- _Exercise objective_:
Reproduce the listing below word for word, omitting the pictures.

- _Data records_:
** begin **

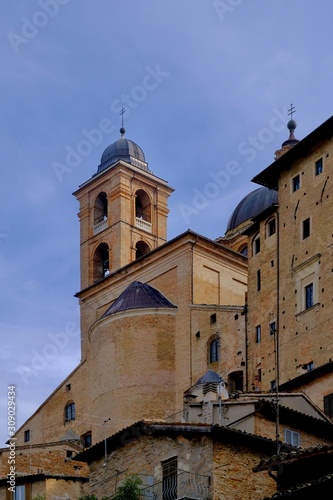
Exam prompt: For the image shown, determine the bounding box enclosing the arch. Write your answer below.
[207,334,221,363]
[237,243,248,257]
[228,370,244,393]
[94,191,108,225]
[252,232,260,256]
[266,217,276,238]
[65,401,75,422]
[135,189,151,224]
[135,240,150,259]
[93,243,110,281]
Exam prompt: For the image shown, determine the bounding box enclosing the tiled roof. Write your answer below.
[102,281,176,318]
[253,444,333,472]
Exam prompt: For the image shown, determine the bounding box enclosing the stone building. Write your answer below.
[0,114,333,500]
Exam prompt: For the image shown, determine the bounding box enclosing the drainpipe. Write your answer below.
[274,205,280,455]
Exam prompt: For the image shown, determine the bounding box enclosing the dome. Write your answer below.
[102,281,176,318]
[97,128,149,174]
[227,187,278,231]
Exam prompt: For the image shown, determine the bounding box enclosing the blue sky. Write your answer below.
[0,0,333,446]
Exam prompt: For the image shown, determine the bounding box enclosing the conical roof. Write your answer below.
[102,281,177,318]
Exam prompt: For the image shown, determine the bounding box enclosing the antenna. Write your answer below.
[288,104,296,120]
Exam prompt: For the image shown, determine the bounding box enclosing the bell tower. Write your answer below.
[74,127,173,290]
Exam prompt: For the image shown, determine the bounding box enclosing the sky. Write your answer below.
[0,0,333,447]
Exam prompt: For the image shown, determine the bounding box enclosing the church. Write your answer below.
[0,113,333,500]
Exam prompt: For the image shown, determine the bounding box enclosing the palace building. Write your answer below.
[0,117,333,500]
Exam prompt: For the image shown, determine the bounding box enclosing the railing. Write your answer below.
[141,472,211,500]
[94,217,108,234]
[135,217,151,233]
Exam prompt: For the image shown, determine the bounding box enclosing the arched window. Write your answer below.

** end **

- _Written solution_:
Exam prompt: For the image shown, determine the bounding box enclosing the arch. Write your answer below.
[207,334,221,363]
[237,243,248,257]
[228,370,244,393]
[94,191,108,225]
[252,232,260,256]
[266,217,276,238]
[65,401,75,422]
[135,189,151,224]
[135,240,150,259]
[93,243,110,281]
Exam prompt: For the image shown, determine the bounding box enclosing the tiled roof. Write your answer below.
[102,281,176,318]
[253,444,333,472]
Exam prompt: For the image shown, determine the bounding box enclosing the stone building. Write your answer below.
[0,114,333,500]
Exam prompt: For the image shown, determine the bounding box enclosing the drainpipe. Write your answer below.
[274,205,280,455]
Exam prompt: For the image shown, determine the bounding box enclosing the dome. Write your answer below.
[102,281,176,318]
[97,128,149,174]
[227,187,278,231]
Exam prompt: For the image shown, determine the bounding box enclosing the blue sky. Write your answer below.
[0,0,333,446]
Exam prompt: For the image shown, determine the bounding box enclosing the conical roof. Write your answer below.
[102,281,177,318]
Exam prompt: For the image shown, determine the bounding box enclosing the antenna. Write your answer below.
[288,104,296,120]
Exam prompt: For the image shown, determine the bounding box enclosing the bell tower. Write your answer below.
[74,127,173,290]
Exam prompt: For the image shown, determine the bounding box enclosing the sky. Write your answer below.
[0,0,333,447]
Exam prompt: For the image shown, determine the bounding box enclosing the church. Write your answer below.
[0,113,333,500]
Exam prompt: For the image shown, determine the bounding box enclosing the palace building. Write your answer below.
[0,117,333,500]
Exam prompt: For the image shown, determine the bounding box enclosing the railing. Write your answer below.
[141,472,211,500]
[94,217,108,234]
[135,217,151,233]
Exam prompt: For the image shown, determine the bounding box enclosing the arched window. Write your answer below.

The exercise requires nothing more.